• **Work order**
Count up the lines below containing the word "When", and give the result with no other words.
(Beginning of Supplied entries)
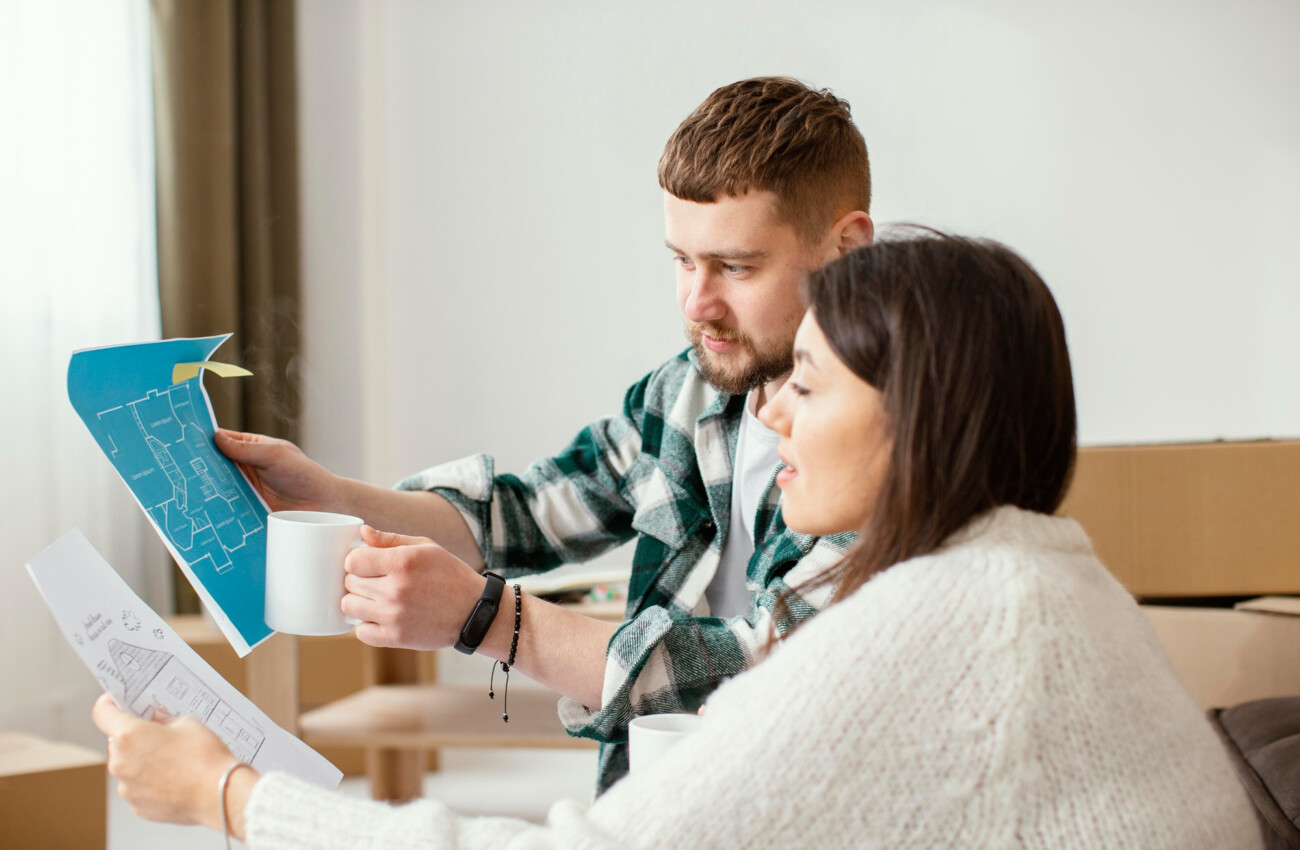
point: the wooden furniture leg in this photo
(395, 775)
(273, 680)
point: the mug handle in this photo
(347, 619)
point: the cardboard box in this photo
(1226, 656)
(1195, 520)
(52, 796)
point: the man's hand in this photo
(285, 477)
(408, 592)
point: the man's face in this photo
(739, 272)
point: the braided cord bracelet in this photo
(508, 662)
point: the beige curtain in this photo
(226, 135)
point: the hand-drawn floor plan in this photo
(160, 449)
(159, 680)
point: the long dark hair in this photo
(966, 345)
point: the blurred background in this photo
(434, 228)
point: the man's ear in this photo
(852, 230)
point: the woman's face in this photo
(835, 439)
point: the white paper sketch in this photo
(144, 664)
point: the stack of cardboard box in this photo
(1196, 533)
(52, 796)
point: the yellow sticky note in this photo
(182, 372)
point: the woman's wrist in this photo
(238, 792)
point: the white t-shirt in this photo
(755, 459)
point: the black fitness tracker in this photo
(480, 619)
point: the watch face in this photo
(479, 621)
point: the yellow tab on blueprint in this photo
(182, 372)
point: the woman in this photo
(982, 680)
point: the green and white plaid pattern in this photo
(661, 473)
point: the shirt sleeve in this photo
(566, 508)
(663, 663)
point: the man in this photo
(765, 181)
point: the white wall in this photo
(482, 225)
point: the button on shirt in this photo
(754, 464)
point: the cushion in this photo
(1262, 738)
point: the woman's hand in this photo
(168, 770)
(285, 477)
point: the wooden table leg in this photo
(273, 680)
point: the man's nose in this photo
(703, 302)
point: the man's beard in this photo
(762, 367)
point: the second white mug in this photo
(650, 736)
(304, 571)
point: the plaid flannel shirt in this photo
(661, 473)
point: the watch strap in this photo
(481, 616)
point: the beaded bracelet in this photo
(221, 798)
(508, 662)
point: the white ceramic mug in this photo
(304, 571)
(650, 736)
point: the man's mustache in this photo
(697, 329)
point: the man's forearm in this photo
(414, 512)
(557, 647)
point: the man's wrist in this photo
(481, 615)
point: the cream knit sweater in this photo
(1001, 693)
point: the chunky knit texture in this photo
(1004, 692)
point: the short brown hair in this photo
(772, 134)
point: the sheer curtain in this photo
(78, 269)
(End of Supplied entries)
(Beginning of Supplied entries)
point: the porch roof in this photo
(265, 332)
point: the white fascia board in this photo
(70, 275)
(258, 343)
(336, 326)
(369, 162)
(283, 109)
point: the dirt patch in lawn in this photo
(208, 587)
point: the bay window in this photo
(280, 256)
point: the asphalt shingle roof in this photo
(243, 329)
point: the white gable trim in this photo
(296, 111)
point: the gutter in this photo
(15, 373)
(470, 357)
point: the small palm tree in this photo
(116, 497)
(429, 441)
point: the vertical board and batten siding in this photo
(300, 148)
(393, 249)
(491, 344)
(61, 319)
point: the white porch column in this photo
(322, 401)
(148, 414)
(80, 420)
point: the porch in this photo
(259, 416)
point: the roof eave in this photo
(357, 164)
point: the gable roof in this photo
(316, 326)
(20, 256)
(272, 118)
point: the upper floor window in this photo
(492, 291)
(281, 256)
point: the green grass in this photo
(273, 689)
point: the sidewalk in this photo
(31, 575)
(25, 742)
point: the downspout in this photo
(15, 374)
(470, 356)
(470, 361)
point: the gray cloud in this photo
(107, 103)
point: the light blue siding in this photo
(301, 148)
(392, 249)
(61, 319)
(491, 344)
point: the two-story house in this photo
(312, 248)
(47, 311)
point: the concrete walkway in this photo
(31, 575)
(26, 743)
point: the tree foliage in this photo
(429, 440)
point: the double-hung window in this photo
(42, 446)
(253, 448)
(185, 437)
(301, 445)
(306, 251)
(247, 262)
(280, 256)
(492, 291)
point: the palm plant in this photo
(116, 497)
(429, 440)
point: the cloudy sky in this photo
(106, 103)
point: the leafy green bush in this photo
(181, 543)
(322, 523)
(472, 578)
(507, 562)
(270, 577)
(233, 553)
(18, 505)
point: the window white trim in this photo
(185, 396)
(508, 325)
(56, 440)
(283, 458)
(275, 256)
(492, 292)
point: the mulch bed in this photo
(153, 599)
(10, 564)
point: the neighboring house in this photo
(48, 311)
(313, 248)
(End of Supplied entries)
(Beginning of Supplied entries)
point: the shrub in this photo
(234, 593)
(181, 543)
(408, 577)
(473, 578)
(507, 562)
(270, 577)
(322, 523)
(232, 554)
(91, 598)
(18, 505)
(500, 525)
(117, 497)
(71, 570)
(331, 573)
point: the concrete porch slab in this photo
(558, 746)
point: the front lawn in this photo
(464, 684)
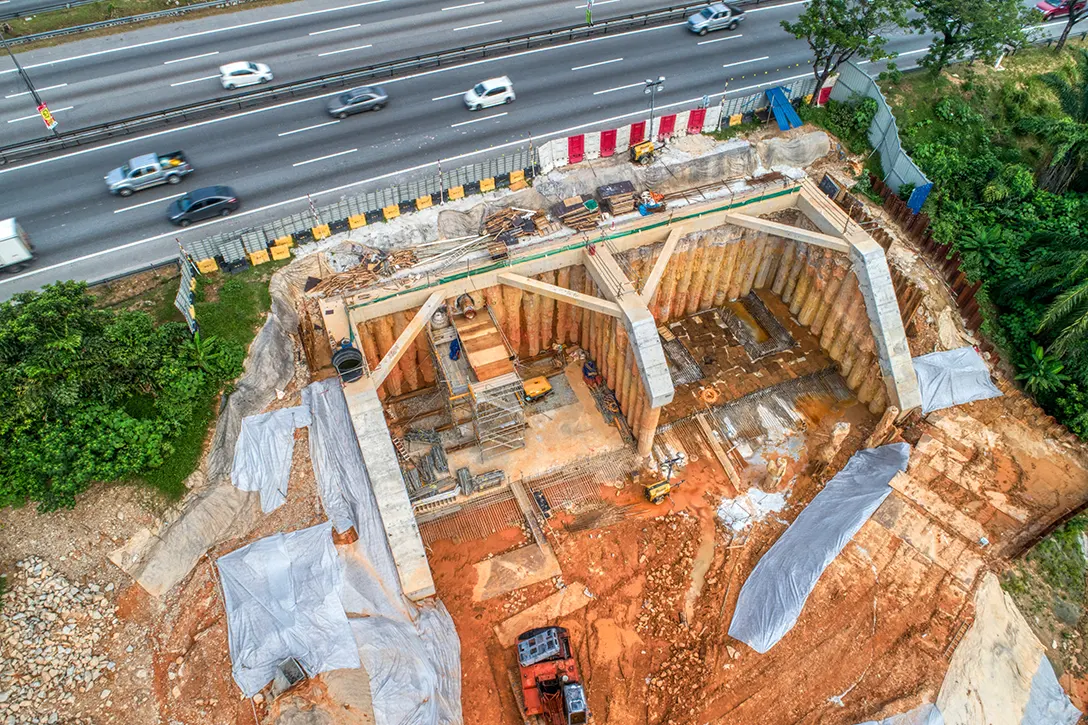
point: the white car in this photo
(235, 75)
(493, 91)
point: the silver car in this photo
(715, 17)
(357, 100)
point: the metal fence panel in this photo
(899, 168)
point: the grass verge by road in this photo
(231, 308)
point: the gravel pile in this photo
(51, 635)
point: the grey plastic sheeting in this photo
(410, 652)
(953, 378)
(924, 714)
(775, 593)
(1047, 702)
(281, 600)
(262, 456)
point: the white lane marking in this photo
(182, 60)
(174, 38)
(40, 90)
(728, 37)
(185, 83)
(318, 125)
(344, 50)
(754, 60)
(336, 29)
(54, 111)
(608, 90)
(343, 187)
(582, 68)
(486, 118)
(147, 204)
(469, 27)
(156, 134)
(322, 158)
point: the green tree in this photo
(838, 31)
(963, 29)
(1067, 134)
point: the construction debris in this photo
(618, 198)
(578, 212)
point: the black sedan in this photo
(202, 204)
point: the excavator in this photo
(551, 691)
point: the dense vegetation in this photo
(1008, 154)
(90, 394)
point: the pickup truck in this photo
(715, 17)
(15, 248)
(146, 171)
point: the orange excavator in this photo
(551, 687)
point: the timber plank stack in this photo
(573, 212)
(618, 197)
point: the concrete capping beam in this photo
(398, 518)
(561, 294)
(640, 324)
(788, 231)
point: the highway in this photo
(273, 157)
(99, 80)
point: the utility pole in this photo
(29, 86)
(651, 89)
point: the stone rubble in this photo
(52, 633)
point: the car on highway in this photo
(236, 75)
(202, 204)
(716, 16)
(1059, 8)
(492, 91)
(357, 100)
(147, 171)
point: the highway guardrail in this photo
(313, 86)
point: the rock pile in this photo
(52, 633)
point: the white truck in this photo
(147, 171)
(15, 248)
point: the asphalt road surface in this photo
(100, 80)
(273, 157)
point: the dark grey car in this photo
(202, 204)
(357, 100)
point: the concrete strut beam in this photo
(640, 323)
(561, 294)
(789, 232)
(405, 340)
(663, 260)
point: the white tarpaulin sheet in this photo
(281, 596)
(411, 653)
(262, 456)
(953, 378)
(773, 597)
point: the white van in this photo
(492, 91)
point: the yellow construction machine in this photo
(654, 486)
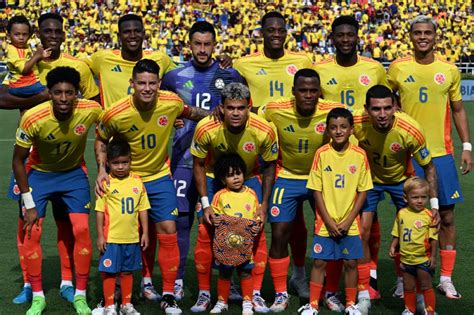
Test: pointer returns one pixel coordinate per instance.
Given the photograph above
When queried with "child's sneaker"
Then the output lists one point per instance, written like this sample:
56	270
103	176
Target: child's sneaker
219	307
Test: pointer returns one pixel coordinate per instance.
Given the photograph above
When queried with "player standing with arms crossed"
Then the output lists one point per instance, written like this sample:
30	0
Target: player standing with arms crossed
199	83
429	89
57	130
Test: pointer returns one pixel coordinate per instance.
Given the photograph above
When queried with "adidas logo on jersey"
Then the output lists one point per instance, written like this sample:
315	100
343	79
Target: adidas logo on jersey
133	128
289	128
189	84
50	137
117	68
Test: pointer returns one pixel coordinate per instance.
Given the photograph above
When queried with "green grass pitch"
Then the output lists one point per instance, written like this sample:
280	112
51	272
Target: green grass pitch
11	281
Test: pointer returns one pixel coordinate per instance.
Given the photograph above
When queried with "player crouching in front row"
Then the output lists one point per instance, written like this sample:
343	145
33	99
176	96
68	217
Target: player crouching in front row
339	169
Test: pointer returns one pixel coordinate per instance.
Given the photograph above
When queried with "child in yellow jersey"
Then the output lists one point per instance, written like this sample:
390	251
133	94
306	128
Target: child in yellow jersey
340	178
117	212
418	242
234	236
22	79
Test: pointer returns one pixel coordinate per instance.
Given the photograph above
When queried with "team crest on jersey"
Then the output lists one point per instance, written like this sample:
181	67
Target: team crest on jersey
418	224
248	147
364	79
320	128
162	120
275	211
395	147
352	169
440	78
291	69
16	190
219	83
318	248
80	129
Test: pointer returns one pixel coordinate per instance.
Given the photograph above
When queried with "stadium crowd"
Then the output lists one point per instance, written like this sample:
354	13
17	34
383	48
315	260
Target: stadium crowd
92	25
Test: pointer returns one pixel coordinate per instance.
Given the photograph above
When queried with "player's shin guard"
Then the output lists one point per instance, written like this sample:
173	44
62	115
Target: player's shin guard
(End of Supplied entries)
• **Written reply**
9